▶ OBJECTIVES:
• A. Reproduce word for word the part of the beginner garden article that opens with the words containing "Next, examine the" and closes with "vegetable gardener extraordinaire.".
• B. Answer these questions from the beginner garden article:
(i) What is the largest plot size suggested for someone new to gardening?
(ii) Which soil type does the article call the best?
(iii) At least how many hours of sunlight do vegetables need each day?

▶ PAGE TEXT:
- - -
Beginners Garden 101 – My First Garden

A Beginner’s First Vegetable Garden
If you’re a beginner vegetable gardener, remember this: It’s better to be happy and proud of a small garden than to be mad and frustrated by a big one!

One of the common errors for beginners is planting too much too soon and way more than anybody could eat or want. Think small. Don’t bite off more than you can chew, or hoe. If you’re new to gardening, start off with a garden no larger than about a 8 foot by 10 foot plot. You can always expand later if you can’t get enough of those fresh, crispy vegetables.

Next, examine the soil. Is it predominantly clay, sand or a sandy loam? The latter is the best. You can distinguish a sandy loam from the other two by giving it the squeeze test. If you can take a handful of dirt and squeeze it in a ball then watch it crumble when you let go, you’ve got a sandy loam soil type. Adding a quality compost is always a good thing to do for your garden.

The Very Basics
Here are some very basic concepts on topics you’ll want to explore further as you become a vegetable gardener extraordinaire.

* Vegetables love the sun. They require six hours (continuous, if possible) of sunlight each day, at least. Choose a location that receives as much sun as possible throughout the day. Northern gardeners should insist on full sun.
- - -
▶ ENTRIES PROVIDED:

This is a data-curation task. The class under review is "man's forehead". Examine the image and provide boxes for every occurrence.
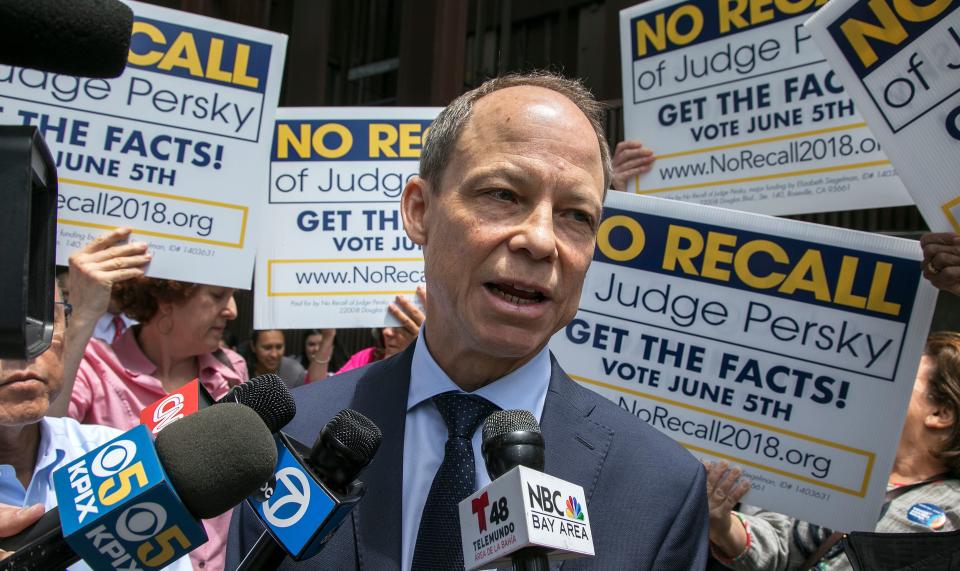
[467,85,592,131]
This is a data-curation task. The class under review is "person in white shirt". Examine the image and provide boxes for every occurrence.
[0,289,192,571]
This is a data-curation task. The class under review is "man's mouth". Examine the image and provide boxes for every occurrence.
[483,282,547,305]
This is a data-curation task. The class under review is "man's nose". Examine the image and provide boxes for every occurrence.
[223,295,237,321]
[510,202,557,260]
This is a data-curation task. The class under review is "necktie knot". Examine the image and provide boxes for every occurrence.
[433,393,499,440]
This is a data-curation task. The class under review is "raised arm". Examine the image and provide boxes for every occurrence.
[47,228,151,416]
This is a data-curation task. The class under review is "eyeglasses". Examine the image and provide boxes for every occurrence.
[53,301,73,325]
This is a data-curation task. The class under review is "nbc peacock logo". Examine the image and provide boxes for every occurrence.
[565,496,583,521]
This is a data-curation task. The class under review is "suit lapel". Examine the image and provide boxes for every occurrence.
[540,354,613,506]
[352,343,415,570]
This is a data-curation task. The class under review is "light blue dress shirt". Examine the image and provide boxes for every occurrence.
[0,417,193,571]
[400,336,551,569]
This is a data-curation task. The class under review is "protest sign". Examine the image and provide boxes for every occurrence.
[551,193,936,530]
[0,2,286,288]
[806,0,960,232]
[620,0,911,215]
[254,107,440,329]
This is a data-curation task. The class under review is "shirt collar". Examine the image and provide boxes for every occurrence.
[407,329,552,421]
[33,418,68,480]
[0,418,70,505]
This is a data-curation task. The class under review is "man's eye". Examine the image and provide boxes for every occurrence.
[487,188,517,202]
[567,210,593,228]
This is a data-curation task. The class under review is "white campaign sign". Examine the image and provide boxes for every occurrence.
[806,0,960,233]
[550,192,936,530]
[0,2,287,288]
[620,0,911,215]
[254,107,440,329]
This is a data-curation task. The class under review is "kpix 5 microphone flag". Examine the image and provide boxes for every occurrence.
[0,404,276,571]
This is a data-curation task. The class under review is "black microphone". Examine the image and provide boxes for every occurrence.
[216,373,297,434]
[0,374,297,551]
[237,409,383,571]
[481,410,550,571]
[0,404,277,571]
[0,0,133,78]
- - -
▶ EXPECTED RESPONSES:
• A.
Next, examine the soil. Is it predominantly clay, sand or a sandy loam? The latter is the best. You can distinguish a sandy loam from the other two by giving it the squeeze test. If you can take a handful of dirt and squeeze it in a ball then watch it crumble when you let go, you’ve got a sandy loam soil type. Adding a quality compost is always a good thing to do for your garden.

The Very Basics
Here are some very basic concepts on topics you’ll want to explore further as you become a vegetable gardener extraordinaire.

• B.
(i) About 8 feet by 10 feet.
(ii) Sandy loam.
(iii) Six hours.